### [Information given]
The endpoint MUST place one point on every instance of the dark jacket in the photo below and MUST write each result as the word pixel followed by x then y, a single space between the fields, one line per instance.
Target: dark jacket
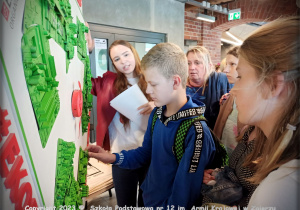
pixel 102 87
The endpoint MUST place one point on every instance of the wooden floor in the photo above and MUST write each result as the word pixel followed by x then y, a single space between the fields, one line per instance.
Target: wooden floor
pixel 103 200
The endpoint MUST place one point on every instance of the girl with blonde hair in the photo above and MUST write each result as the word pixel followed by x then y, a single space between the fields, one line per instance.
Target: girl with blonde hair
pixel 204 83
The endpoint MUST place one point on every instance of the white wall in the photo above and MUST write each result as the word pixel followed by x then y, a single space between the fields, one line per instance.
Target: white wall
pixel 163 16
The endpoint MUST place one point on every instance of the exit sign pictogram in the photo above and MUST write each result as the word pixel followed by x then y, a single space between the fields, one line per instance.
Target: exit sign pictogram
pixel 234 14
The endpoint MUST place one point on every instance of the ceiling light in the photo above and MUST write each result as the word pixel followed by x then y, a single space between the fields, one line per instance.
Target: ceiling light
pixel 206 18
pixel 234 37
pixel 231 42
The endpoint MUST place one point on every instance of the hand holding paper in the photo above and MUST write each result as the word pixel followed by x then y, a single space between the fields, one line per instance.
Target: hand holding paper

### [Required work]
Retype all entries exactly as they appear, dropping the images.

### [The reply]
The endpoint MUST place one point on every instance of the dark jacket in the photo below and MUST write each result as the word pixel followed by x then y, a single space between the fields, one line per instance.
Target: dark jacket
pixel 102 87
The endpoint MUST place one point on every instance of the wooden floor in the photo above and MUST write each result as the word pixel followed by x then y, a single space between the fields, one line per instance.
Target: wooden floor
pixel 103 200
The endpoint MUST place one point on every instance of the girl with blonde hair in the photo above and MUST write each result as the word pixel followed by x then y, a single space between the fields, one line per instance.
Target: girl with blonde hair
pixel 204 83
The endpoint MUST place one point on every instance of the white wall in the photo above and MUST write each result as the word pixel followed by x then y, a single space between the fields, one line per instance.
Target: white wall
pixel 163 16
The endpoint MUST place one point on every instance of the exit sign pictogram in the photo above and MUST write each result as the word pixel followed by x then y, a single space between the fields, one line per instance.
Target: exit sign pictogram
pixel 234 14
The endpoint MUST place one point on every instance of the ceiling light in the photo above and MUST write each result as the word pixel followed by x then y, a single space between the fields, one line per instance.
Target: ceiling light
pixel 206 18
pixel 234 37
pixel 231 42
The endpoint MUST place one point on every instance of the hand holding paper in the photo above and MUST write each result as the word pixel followed by x then y, a single space between the fields, one line per instance.
Target: hand holding paper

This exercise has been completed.